Exercise aim => Which lines belong in your copy? Those from the start of the data through the line with "Box the arched window.", exactly as written, without any pictures.

Images for object localization
--------------------------------------------------
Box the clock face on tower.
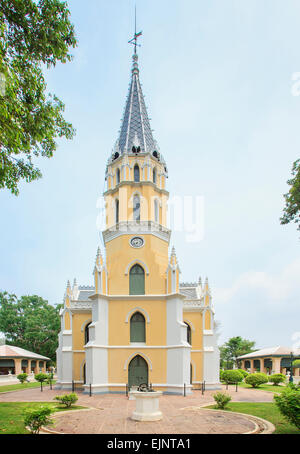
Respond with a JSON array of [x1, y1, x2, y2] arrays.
[[130, 236, 144, 248]]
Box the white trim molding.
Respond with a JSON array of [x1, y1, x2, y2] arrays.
[[123, 352, 153, 371], [125, 307, 151, 324], [125, 259, 150, 275]]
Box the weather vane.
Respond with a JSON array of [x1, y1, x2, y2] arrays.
[[128, 6, 142, 54]]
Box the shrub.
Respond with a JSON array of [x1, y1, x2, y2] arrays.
[[213, 392, 232, 409], [292, 359, 300, 369], [274, 386, 300, 429], [269, 373, 286, 386], [220, 370, 224, 381], [245, 372, 268, 388], [34, 373, 48, 383], [237, 369, 249, 378], [54, 393, 78, 408], [24, 405, 53, 434], [17, 373, 28, 384], [222, 370, 244, 383]]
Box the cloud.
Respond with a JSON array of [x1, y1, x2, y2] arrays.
[[214, 258, 300, 305]]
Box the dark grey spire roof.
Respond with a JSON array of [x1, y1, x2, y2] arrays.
[[117, 54, 156, 155]]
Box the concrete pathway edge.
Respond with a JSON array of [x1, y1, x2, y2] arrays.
[[40, 404, 275, 435]]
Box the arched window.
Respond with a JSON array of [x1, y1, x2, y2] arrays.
[[185, 323, 191, 345], [85, 322, 91, 344], [115, 199, 119, 224], [130, 312, 146, 342], [116, 168, 120, 185], [134, 164, 140, 182], [129, 264, 145, 295], [154, 199, 159, 223], [133, 194, 140, 222], [153, 168, 157, 184]]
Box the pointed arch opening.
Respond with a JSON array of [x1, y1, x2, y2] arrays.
[[129, 264, 145, 295], [185, 322, 192, 345], [154, 199, 159, 223], [84, 322, 92, 345], [133, 194, 140, 222], [128, 355, 148, 388], [134, 164, 140, 182], [153, 167, 157, 184], [115, 198, 119, 224], [116, 168, 120, 184], [130, 311, 146, 343]]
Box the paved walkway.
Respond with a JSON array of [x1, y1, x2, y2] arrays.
[[0, 385, 275, 434]]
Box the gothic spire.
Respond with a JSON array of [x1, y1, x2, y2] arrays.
[[116, 53, 157, 155]]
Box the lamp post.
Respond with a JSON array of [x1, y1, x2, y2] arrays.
[[289, 352, 294, 383]]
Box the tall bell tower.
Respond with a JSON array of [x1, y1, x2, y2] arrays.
[[102, 48, 173, 296]]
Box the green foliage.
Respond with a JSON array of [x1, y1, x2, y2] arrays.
[[220, 369, 224, 381], [213, 392, 232, 409], [54, 393, 78, 408], [274, 385, 300, 430], [219, 336, 256, 369], [17, 373, 28, 383], [280, 159, 300, 232], [237, 369, 249, 378], [0, 0, 77, 194], [34, 373, 48, 383], [245, 372, 269, 388], [0, 292, 60, 361], [269, 373, 286, 386], [292, 359, 300, 368], [23, 405, 53, 434], [222, 369, 244, 383]]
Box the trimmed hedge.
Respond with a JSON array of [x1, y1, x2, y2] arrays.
[[222, 370, 244, 383], [274, 384, 300, 429], [17, 373, 28, 384], [54, 393, 78, 408], [237, 369, 249, 378], [269, 373, 286, 386], [245, 372, 268, 388], [213, 392, 232, 409], [24, 405, 53, 434]]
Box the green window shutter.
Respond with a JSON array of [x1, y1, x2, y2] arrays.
[[130, 312, 146, 342], [129, 264, 145, 295]]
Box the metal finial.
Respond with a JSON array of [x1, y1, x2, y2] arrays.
[[128, 5, 142, 55]]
--------------------------------------------------
Exercise response =>
Box the clock face on tower.
Respond with a JSON array of [x1, y1, x2, y2] arrays.
[[130, 236, 144, 248]]
Box the white trim molding.
Respond with a JSON array of [x1, y1, x2, y2] arrays.
[[123, 352, 153, 371], [125, 307, 151, 324], [125, 259, 150, 275]]
Box the weather vane.
Respond with a JSON array of [x1, y1, x2, y2] arrays.
[[128, 6, 142, 54]]
Box the shrub.
Respond with a JSON array of [x1, y1, x2, y2] arrays.
[[213, 392, 232, 409], [292, 359, 300, 369], [274, 386, 300, 429], [269, 373, 286, 386], [220, 370, 224, 381], [245, 372, 268, 388], [34, 373, 48, 383], [237, 369, 249, 378], [54, 393, 78, 408], [24, 405, 53, 434], [17, 373, 28, 384], [222, 370, 244, 383]]
Box the cloud.
Respond with a JSON array of [x1, y1, x2, y2] arrays.
[[214, 258, 300, 305]]
Box the dark grey spire roof.
Respond with a JSON array of [x1, y1, x2, y2] arrays.
[[117, 54, 156, 155]]
Box the concrete pathway edge.
Respond with a JSON array of [x1, y1, x2, y2] arrays.
[[40, 404, 275, 435]]
Box the arched window.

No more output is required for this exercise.